### PROBLEM DETAILS
Quote the records word for word, from the line containing "Practice. Put a pin on the icy" through the end of the records, both included. Leave the pictures out.

--- start SUPPLIED INFORMATION ---

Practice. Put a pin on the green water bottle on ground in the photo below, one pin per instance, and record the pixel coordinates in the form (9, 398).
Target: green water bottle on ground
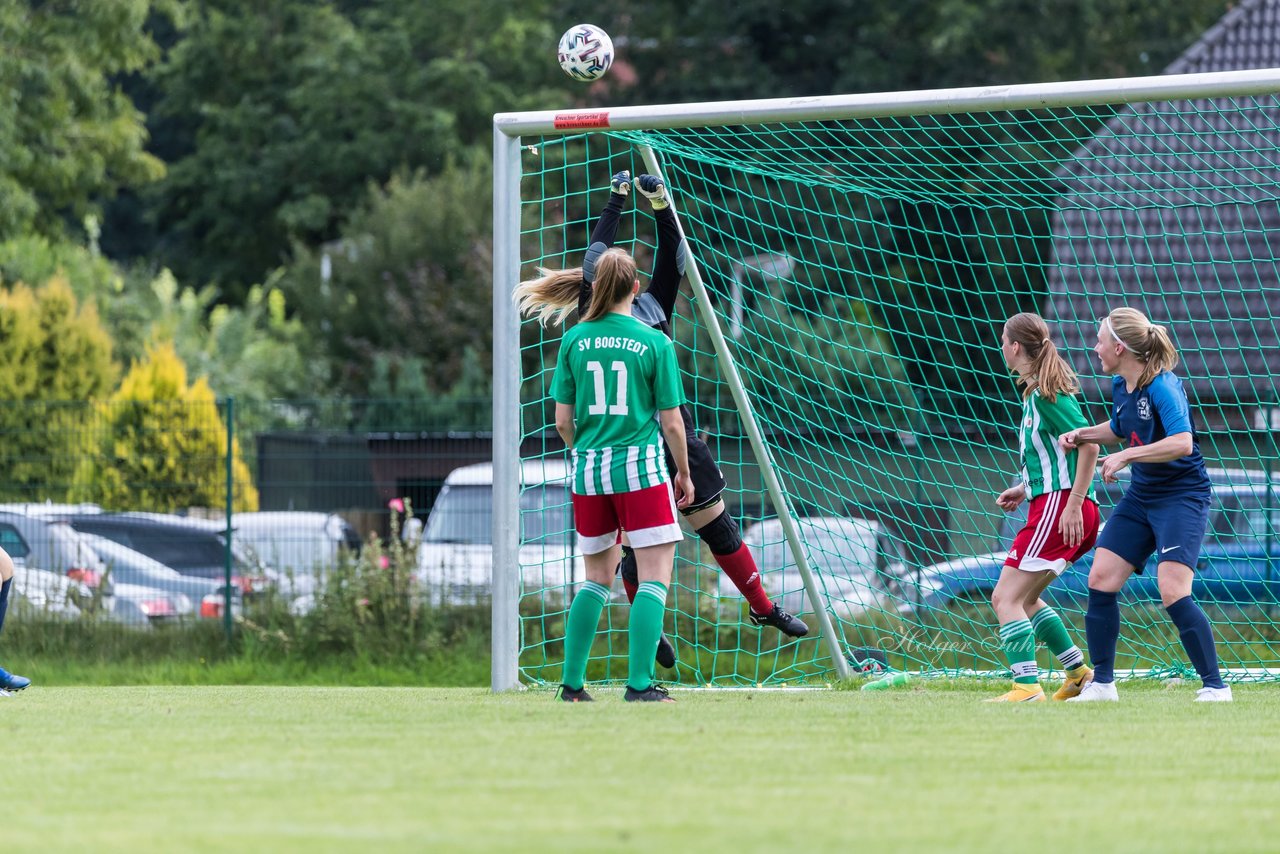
(887, 681)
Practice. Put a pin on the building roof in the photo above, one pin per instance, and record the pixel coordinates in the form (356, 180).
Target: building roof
(1174, 209)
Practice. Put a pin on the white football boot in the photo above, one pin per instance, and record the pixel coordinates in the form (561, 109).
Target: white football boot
(1214, 694)
(1097, 693)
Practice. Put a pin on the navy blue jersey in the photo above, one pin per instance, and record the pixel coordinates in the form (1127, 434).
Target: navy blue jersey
(1151, 414)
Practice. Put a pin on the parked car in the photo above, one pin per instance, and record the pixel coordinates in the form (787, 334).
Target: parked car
(142, 606)
(191, 596)
(853, 560)
(456, 556)
(190, 546)
(51, 544)
(48, 593)
(297, 543)
(1239, 560)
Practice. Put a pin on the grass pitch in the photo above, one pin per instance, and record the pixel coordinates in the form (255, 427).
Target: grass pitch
(924, 768)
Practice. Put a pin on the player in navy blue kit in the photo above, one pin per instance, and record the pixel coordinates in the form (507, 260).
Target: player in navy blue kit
(556, 293)
(1165, 508)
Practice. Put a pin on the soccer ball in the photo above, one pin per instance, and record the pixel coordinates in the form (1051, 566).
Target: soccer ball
(585, 53)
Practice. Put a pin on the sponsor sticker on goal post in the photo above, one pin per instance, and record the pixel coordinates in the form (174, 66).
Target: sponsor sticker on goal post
(581, 120)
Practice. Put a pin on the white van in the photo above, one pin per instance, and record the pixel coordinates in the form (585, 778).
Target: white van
(850, 558)
(456, 557)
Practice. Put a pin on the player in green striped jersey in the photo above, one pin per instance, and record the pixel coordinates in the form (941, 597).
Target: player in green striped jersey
(616, 380)
(1063, 517)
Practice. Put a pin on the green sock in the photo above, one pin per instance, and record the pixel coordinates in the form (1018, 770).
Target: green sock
(1019, 643)
(1051, 633)
(584, 616)
(647, 613)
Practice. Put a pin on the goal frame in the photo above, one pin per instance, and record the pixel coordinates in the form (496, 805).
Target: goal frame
(508, 129)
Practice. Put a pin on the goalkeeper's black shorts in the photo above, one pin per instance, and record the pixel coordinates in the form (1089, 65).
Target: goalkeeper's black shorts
(708, 480)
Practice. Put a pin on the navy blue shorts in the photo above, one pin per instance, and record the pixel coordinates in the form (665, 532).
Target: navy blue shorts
(1169, 526)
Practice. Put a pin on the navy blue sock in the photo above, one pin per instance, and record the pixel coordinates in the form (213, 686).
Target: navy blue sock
(1197, 638)
(1101, 631)
(4, 599)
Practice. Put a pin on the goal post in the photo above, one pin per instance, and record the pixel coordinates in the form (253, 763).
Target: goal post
(858, 405)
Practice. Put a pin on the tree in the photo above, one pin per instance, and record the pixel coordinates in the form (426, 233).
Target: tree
(161, 444)
(410, 278)
(280, 113)
(69, 137)
(54, 356)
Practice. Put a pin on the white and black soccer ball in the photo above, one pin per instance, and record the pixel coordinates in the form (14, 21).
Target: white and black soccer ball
(585, 53)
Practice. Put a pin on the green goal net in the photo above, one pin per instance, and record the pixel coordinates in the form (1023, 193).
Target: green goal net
(860, 264)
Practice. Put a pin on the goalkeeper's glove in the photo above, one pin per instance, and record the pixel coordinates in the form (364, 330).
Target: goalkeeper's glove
(653, 190)
(621, 183)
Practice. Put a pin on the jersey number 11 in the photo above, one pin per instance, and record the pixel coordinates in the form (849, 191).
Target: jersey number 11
(600, 406)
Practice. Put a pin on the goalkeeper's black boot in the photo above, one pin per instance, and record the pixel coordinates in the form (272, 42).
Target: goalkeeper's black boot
(782, 621)
(571, 695)
(656, 693)
(666, 653)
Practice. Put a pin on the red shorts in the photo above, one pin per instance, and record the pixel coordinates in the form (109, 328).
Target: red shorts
(647, 515)
(1040, 547)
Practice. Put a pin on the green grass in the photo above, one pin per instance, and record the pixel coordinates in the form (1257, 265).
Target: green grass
(928, 767)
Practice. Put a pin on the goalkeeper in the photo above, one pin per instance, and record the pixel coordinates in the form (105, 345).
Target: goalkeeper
(553, 296)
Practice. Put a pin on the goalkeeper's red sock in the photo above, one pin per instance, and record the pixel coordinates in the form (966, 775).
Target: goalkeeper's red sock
(741, 570)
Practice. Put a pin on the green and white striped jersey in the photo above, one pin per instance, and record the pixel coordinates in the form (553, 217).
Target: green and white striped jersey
(1046, 467)
(617, 373)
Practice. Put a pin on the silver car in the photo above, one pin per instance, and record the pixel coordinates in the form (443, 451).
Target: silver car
(53, 546)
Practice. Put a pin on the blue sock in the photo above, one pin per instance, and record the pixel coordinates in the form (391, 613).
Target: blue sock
(1102, 630)
(4, 599)
(1197, 638)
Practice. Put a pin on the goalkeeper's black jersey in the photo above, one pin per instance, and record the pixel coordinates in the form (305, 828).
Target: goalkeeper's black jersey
(657, 302)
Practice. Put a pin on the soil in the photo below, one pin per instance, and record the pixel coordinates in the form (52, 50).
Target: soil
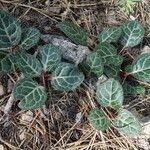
(62, 124)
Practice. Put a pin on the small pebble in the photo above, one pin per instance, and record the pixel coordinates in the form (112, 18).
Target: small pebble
(1, 90)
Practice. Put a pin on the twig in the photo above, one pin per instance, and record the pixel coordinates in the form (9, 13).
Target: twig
(9, 104)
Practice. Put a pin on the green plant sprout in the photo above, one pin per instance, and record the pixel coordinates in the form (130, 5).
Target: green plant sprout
(45, 66)
(127, 6)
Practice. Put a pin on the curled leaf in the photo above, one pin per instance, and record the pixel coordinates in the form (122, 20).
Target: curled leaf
(29, 38)
(140, 68)
(93, 64)
(127, 123)
(98, 119)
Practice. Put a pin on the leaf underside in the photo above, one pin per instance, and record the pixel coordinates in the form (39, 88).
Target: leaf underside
(74, 32)
(127, 123)
(112, 71)
(66, 77)
(6, 66)
(133, 90)
(140, 68)
(30, 94)
(132, 33)
(49, 56)
(10, 30)
(110, 94)
(110, 34)
(29, 38)
(93, 64)
(98, 119)
(28, 65)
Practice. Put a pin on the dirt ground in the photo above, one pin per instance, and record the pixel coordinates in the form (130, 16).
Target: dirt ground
(62, 124)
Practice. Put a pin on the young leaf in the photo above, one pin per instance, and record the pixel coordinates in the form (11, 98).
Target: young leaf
(110, 34)
(132, 33)
(50, 56)
(28, 65)
(66, 77)
(127, 123)
(141, 67)
(112, 71)
(109, 54)
(133, 90)
(6, 65)
(93, 64)
(74, 32)
(10, 30)
(98, 119)
(110, 94)
(29, 38)
(30, 94)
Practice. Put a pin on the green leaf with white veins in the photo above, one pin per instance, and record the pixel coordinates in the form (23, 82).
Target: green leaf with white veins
(140, 67)
(110, 94)
(28, 65)
(50, 56)
(133, 89)
(10, 30)
(98, 119)
(66, 77)
(109, 54)
(112, 71)
(93, 64)
(127, 123)
(74, 32)
(29, 38)
(110, 34)
(6, 65)
(132, 33)
(30, 94)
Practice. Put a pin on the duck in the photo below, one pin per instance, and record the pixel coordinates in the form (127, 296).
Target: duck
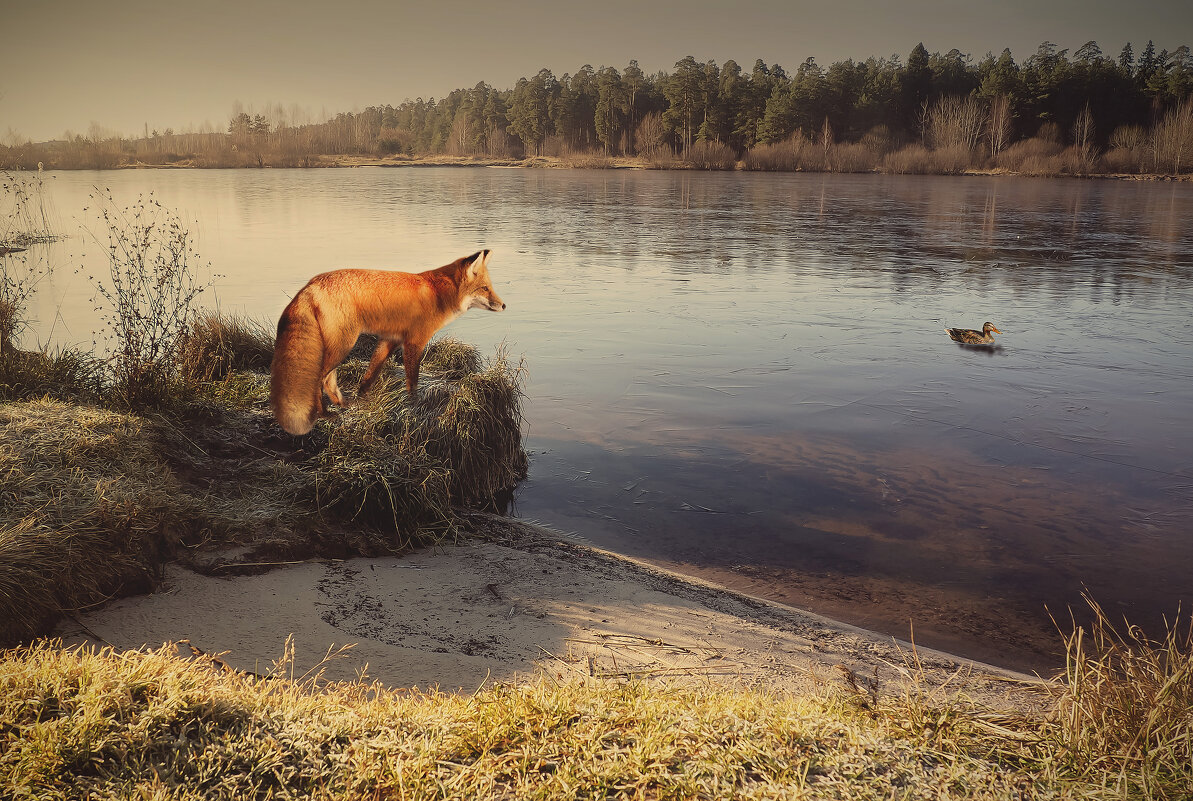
(970, 337)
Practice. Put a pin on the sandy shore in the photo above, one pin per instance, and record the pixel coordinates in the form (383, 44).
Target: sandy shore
(507, 602)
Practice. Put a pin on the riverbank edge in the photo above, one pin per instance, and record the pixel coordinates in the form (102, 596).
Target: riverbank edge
(611, 162)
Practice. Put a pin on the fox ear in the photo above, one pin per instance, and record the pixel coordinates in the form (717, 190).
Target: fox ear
(476, 262)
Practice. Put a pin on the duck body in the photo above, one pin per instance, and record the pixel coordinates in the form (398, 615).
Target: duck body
(970, 337)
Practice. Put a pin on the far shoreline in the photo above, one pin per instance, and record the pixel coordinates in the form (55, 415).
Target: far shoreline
(601, 162)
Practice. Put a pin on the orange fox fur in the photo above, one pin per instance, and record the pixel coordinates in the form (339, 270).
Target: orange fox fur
(323, 320)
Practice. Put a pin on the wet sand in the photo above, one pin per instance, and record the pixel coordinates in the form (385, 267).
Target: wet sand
(514, 601)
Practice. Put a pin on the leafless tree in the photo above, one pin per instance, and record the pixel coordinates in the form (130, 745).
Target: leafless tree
(954, 122)
(1083, 137)
(999, 124)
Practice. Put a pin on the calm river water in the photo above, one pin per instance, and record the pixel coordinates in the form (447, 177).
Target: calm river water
(747, 377)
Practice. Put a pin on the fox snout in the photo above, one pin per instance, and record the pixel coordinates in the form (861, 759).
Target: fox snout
(490, 302)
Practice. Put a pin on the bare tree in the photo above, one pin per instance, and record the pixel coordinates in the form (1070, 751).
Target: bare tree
(1083, 137)
(954, 122)
(999, 124)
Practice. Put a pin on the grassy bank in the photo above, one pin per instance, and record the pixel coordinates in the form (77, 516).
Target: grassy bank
(158, 725)
(98, 495)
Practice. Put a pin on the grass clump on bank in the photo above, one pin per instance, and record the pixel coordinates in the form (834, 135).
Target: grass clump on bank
(164, 443)
(97, 497)
(148, 724)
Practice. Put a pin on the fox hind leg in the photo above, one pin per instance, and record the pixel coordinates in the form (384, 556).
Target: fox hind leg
(333, 389)
(412, 356)
(384, 347)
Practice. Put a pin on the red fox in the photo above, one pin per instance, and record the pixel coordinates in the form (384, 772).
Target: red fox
(323, 320)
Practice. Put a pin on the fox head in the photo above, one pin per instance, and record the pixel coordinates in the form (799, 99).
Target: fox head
(476, 290)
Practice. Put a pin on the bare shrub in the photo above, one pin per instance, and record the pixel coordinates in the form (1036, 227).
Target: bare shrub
(912, 160)
(1173, 139)
(878, 141)
(954, 122)
(587, 160)
(852, 158)
(770, 156)
(1036, 151)
(24, 222)
(1125, 160)
(1083, 147)
(147, 302)
(705, 154)
(999, 124)
(395, 140)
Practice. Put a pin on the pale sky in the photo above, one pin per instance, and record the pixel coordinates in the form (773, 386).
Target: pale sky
(66, 65)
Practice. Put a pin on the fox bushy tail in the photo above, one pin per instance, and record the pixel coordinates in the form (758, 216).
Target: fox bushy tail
(296, 375)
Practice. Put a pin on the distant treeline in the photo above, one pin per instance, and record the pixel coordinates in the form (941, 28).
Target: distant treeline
(1054, 114)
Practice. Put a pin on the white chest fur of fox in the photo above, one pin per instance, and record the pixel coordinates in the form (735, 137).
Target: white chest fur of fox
(322, 322)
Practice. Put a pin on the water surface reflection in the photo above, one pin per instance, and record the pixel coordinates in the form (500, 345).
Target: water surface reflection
(747, 376)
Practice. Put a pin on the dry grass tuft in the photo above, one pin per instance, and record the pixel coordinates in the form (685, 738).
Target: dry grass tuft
(397, 464)
(88, 511)
(142, 725)
(65, 375)
(1126, 707)
(216, 345)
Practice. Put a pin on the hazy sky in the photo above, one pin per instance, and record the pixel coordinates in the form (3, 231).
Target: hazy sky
(123, 65)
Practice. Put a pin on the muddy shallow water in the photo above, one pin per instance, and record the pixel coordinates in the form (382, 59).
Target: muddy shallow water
(747, 377)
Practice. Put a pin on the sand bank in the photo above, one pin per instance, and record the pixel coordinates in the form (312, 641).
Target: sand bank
(510, 601)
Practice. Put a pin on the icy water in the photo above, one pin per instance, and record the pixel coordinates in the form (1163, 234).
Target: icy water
(747, 377)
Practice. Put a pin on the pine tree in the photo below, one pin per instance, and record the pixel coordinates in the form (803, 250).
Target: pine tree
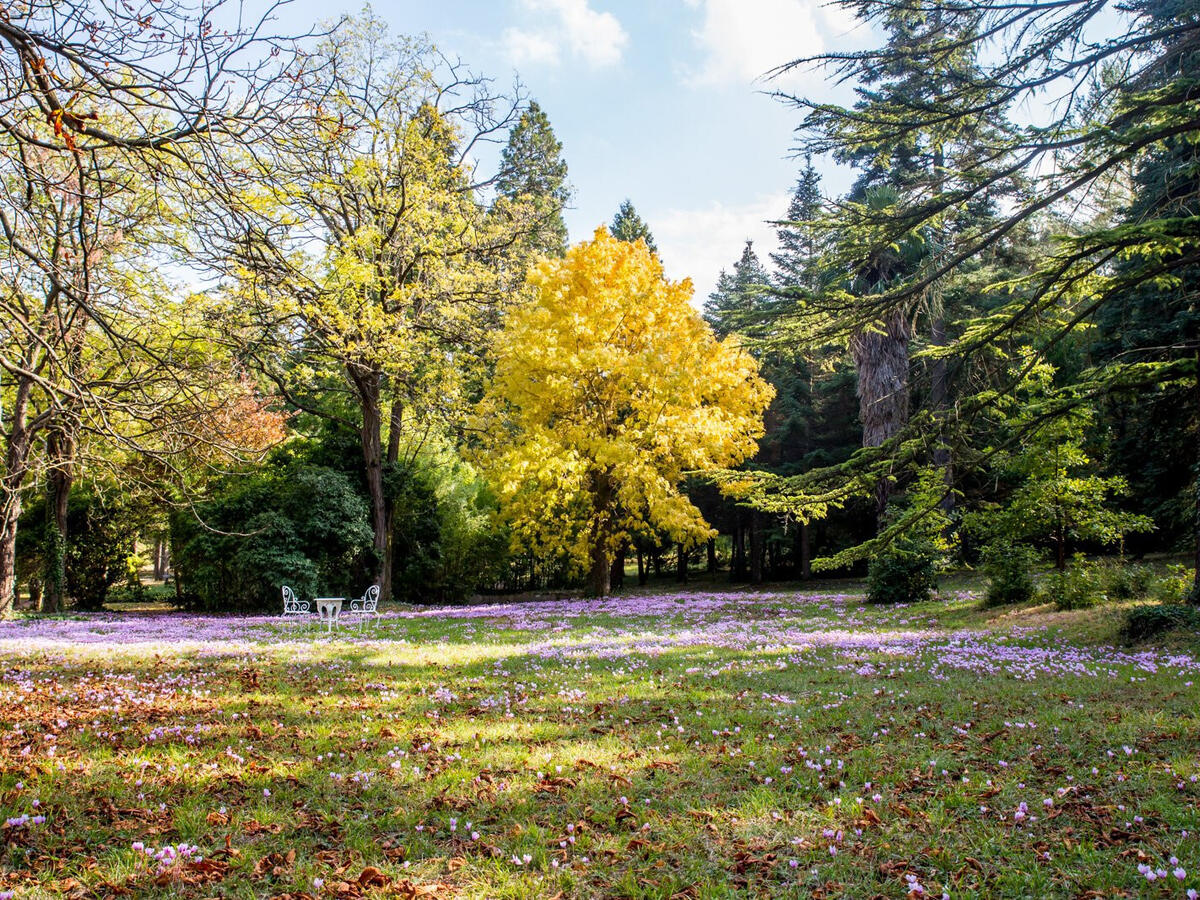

--- end SUPPLIED INFORMATION ---

### SOLUTION FOR THIS EXERCISE
Practice. Put a pin on the icy water in the photo above, one pin per instance, and record the pixel coordinates in the form (1163, 234).
Target: icy water
(747, 377)
Practice. Put a pin on the pine tree in the photo below, one pin per instance, and record the pixel coordinates in the form (803, 250).
Target: pine tree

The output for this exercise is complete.